═════ Data ═════

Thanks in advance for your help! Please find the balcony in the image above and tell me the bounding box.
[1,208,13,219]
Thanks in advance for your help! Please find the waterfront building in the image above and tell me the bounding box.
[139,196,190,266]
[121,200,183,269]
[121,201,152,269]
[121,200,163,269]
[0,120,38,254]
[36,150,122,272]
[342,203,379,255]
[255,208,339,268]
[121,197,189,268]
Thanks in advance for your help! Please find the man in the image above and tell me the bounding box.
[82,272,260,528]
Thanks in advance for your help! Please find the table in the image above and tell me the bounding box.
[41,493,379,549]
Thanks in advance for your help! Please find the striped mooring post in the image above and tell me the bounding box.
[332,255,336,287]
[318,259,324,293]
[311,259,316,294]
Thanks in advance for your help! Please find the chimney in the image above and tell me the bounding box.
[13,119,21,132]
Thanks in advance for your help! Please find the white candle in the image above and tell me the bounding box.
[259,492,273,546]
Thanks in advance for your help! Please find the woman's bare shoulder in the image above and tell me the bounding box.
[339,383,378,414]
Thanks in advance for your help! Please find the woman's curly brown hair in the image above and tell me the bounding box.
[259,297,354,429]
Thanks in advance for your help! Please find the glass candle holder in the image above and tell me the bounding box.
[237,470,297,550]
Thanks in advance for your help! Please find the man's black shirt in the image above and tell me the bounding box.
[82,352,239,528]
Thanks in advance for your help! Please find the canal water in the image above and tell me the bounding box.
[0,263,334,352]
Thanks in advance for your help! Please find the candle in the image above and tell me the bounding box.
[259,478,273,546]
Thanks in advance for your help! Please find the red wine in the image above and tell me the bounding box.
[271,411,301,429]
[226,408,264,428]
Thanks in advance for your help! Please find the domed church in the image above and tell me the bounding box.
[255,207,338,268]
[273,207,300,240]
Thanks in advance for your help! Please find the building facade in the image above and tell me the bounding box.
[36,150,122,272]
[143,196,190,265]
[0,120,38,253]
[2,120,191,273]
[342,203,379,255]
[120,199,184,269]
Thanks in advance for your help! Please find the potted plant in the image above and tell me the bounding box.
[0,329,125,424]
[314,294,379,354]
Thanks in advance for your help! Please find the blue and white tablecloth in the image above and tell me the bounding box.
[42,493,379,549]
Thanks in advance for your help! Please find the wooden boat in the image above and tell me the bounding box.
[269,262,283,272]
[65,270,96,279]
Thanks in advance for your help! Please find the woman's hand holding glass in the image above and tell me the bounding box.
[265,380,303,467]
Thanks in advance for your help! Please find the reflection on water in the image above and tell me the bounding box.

═════

▸ **Task prompt**: What is wanted is the complete set of entries, returned verbatim.

▸ **Answer section**:
Thanks in advance for your help! Please find the balcony in the image above and tell me the bounding box.
[1,208,13,219]
Thanks in advance for your help! Please find the waterfront building in the image above and tell me the bounding box.
[139,196,190,266]
[121,200,183,269]
[121,201,152,269]
[121,200,163,269]
[0,120,38,254]
[36,150,122,272]
[342,203,379,255]
[255,208,339,268]
[121,197,189,268]
Thanks in advance for your help! Please find the man in the image above and tell me the bounding box.
[82,272,260,528]
Thanks in advance for your help! Please find the table in the image above and tell me the bounding box.
[41,493,379,549]
Thanks in advance for your help! Please find the striped mooring post in the image above and tell me the bounding box.
[332,255,336,287]
[318,259,324,293]
[311,259,316,294]
Thanks in advance for your help! Please find the chimney in the image above and tell me the bounding box.
[13,119,21,132]
Thanks in advance for your help! Please find the white candle in the image above and tell me the bounding box.
[259,492,273,546]
Thanks in advance for your help! Please find the woman's bare shoulder in the image above and tell me the bounding box.
[339,383,378,414]
Thanks in advance for your help! Please find the woman's curly brown hair in the image above and tell me the bounding box.
[259,297,354,429]
Thanks in advance for your help! Please find the glass candle holder in the image above and tell me the bounding box.
[237,470,297,550]
Thanks in advance for your help! Please find the man's black shirt in the image above and tell me the bounding box.
[82,352,239,528]
Thanks in advance for your help! Please find the canal water in the image above and tell me the bounding box.
[0,263,334,352]
Thanks in advance for your help! Please find the candle in the image above and tell me the bounding box.
[259,478,273,546]
Thanks in advance for your help! Please find the red wine in the image above and tell me the bounding box.
[271,411,301,429]
[226,408,264,428]
Thanks in advance for your help! Please find the domed church in the image above and tell me the bounding box.
[255,207,338,268]
[273,207,300,240]
Thanks in advance for your help! Please find the building facade in the image above and tell me the bounding box.
[36,150,122,272]
[143,196,190,265]
[0,120,38,253]
[2,120,191,273]
[342,203,379,255]
[120,199,184,269]
Thanks in advance for your help! Please find the potted plant in the image above and tell me the bounding box.
[0,329,125,424]
[314,294,379,354]
Thanks in advance for your help! Please find the blue and white tablecloth in the image above and tell me the bounding box.
[42,493,379,549]
Thanks in advance for your help! Please find the wooden boat in the image above and tell me the bounding box.
[269,262,283,272]
[65,270,96,279]
Thanks in advance for your help! Please find the woman's hand holding glass in the image above and tell me the bounding box.
[265,380,303,467]
Thanks in advance for your help! Please find the reflection on water in the image above and tell me the bounding box.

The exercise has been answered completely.